Problem requirements: Render the entries as a Markdown table with the columns Row and Line, starting at the line with "Target: ski track in snow" and running through the end of the entries. Include both ends, skip blank lines, and leave the pictures out.

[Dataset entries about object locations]
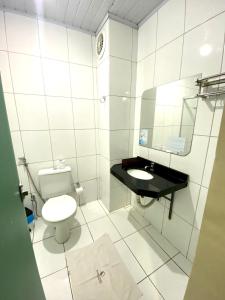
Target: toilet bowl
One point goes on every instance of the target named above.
(58, 212)
(59, 208)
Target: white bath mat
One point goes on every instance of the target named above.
(98, 273)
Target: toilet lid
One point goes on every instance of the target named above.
(57, 209)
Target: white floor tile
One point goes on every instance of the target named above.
(42, 231)
(78, 219)
(161, 241)
(80, 237)
(133, 266)
(104, 225)
(57, 286)
(137, 216)
(49, 256)
(170, 281)
(103, 206)
(124, 222)
(183, 263)
(149, 291)
(148, 253)
(92, 211)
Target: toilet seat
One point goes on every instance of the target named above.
(59, 208)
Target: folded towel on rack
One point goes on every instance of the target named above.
(98, 273)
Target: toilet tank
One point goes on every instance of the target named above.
(55, 182)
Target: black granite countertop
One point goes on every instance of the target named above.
(165, 180)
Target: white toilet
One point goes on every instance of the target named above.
(59, 208)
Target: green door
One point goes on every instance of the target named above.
(19, 278)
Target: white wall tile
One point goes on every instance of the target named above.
(120, 77)
(90, 191)
(17, 144)
(32, 112)
(147, 37)
(186, 201)
(84, 114)
(72, 162)
(81, 81)
(104, 118)
(118, 194)
(60, 113)
(80, 47)
(204, 117)
(145, 74)
(63, 144)
(203, 48)
(193, 244)
(209, 161)
(23, 177)
(119, 113)
(168, 61)
(85, 142)
(26, 74)
(95, 83)
(34, 168)
(134, 45)
(201, 207)
(177, 231)
(22, 34)
(159, 157)
(53, 40)
(119, 144)
(133, 79)
(193, 163)
(56, 78)
(86, 168)
(5, 72)
(104, 143)
(94, 54)
(170, 21)
(103, 78)
(11, 111)
(199, 11)
(217, 116)
(120, 40)
(37, 146)
(3, 44)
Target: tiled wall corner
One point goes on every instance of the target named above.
(49, 80)
(172, 44)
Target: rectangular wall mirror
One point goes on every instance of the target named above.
(168, 116)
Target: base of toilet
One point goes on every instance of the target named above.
(62, 232)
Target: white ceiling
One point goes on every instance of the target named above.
(84, 14)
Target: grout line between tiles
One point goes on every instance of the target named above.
(50, 274)
(68, 272)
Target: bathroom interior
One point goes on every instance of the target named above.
(111, 137)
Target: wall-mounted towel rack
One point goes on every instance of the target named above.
(211, 81)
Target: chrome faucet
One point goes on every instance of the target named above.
(151, 167)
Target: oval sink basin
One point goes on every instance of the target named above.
(140, 174)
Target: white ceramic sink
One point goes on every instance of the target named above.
(140, 174)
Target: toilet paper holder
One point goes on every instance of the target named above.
(78, 188)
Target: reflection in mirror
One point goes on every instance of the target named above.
(168, 116)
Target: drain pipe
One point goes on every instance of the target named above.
(139, 202)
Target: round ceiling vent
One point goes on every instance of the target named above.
(100, 45)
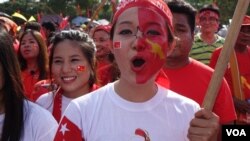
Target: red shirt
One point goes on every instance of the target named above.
(243, 60)
(192, 81)
(29, 80)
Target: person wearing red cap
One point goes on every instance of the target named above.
(135, 107)
(190, 77)
(242, 55)
(107, 70)
(207, 40)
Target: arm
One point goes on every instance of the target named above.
(204, 126)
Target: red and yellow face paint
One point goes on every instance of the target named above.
(154, 44)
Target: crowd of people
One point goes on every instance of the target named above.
(144, 76)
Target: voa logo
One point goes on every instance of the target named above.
(236, 132)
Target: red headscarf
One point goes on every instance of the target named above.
(157, 5)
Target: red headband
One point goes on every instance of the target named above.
(105, 28)
(246, 21)
(209, 13)
(158, 5)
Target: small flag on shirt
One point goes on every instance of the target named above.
(68, 131)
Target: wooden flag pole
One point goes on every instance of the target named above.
(223, 59)
(96, 12)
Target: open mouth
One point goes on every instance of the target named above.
(138, 62)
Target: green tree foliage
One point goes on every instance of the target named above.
(226, 7)
(69, 7)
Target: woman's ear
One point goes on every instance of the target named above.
(111, 46)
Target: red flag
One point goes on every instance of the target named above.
(68, 131)
(162, 79)
(80, 68)
(117, 45)
(64, 23)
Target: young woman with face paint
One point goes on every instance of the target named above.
(72, 65)
(106, 69)
(135, 107)
(20, 119)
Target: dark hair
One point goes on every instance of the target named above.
(49, 26)
(42, 59)
(12, 91)
(85, 43)
(183, 7)
(33, 26)
(210, 7)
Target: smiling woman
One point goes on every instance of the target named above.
(129, 108)
(72, 68)
(19, 116)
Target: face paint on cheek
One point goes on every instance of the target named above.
(154, 58)
(80, 68)
(117, 44)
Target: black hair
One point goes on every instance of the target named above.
(33, 26)
(12, 92)
(49, 26)
(183, 7)
(210, 7)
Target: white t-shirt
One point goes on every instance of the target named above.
(47, 101)
(104, 116)
(39, 124)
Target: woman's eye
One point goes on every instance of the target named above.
(152, 32)
(57, 61)
(125, 32)
(74, 60)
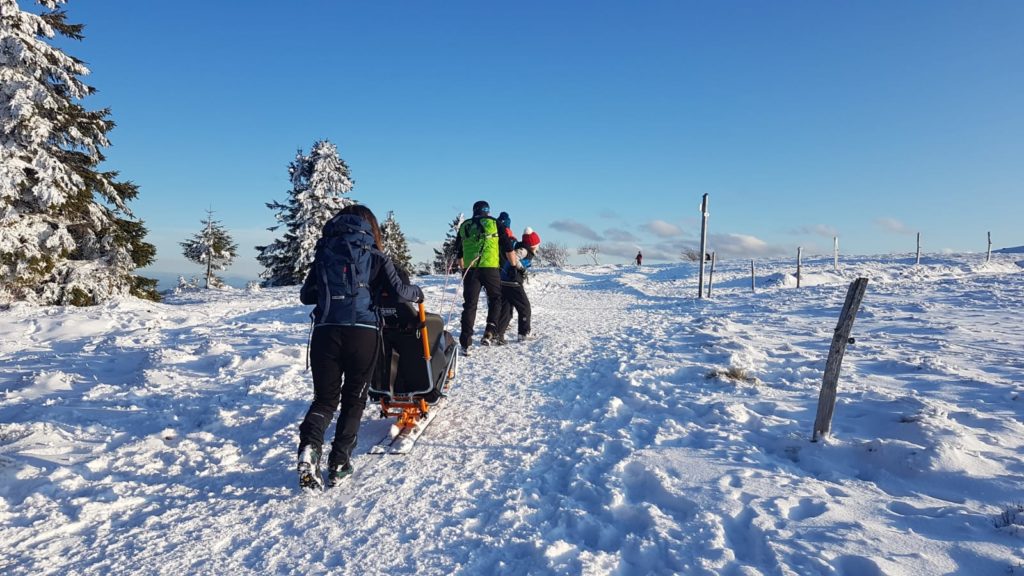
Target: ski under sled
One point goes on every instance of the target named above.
(417, 367)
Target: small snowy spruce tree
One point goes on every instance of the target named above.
(394, 244)
(213, 248)
(444, 258)
(67, 235)
(318, 182)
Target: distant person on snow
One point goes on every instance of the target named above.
(348, 274)
(481, 240)
(513, 292)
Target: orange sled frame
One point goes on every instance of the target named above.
(412, 409)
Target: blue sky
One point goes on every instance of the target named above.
(588, 120)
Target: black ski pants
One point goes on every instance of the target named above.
(491, 280)
(342, 359)
(514, 296)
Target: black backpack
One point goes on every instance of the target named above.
(342, 266)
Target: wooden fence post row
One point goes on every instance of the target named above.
(826, 400)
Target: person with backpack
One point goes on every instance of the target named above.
(480, 242)
(513, 292)
(347, 276)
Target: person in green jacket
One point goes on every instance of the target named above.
(481, 240)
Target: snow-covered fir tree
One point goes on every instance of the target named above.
(394, 243)
(318, 182)
(444, 258)
(67, 235)
(211, 247)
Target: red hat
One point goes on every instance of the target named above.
(529, 238)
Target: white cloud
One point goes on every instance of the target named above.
(663, 229)
(619, 235)
(894, 225)
(736, 245)
(818, 230)
(574, 228)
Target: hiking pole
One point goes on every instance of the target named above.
(425, 336)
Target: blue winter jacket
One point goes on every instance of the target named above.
(361, 309)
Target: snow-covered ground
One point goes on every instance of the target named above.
(138, 438)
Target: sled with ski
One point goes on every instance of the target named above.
(416, 369)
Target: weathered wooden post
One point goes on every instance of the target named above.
(704, 242)
(836, 253)
(826, 400)
(800, 252)
(711, 277)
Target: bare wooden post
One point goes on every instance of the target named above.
(704, 242)
(711, 277)
(826, 400)
(836, 253)
(800, 252)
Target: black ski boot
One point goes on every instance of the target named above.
(308, 467)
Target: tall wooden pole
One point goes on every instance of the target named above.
(704, 242)
(800, 253)
(836, 253)
(711, 277)
(829, 383)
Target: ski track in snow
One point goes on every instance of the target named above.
(141, 438)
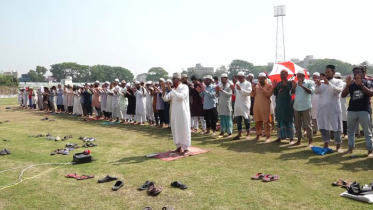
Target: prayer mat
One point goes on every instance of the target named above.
(192, 151)
(109, 123)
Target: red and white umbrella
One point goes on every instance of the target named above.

Result of this task:
| Row | Line |
|---|---|
| 1 | Target: ski track in snow |
| 2 | One point goes on every instance of the target named above. |
| 3 | (141, 438) |
| 4 | Target: prayer mat |
| 5 | One point goes on every instance of the target named above. |
| 6 | (192, 151) |
| 7 | (109, 123) |
| 8 | Target: red and white umbrella |
| 9 | One point goes on every instance of the target named above. |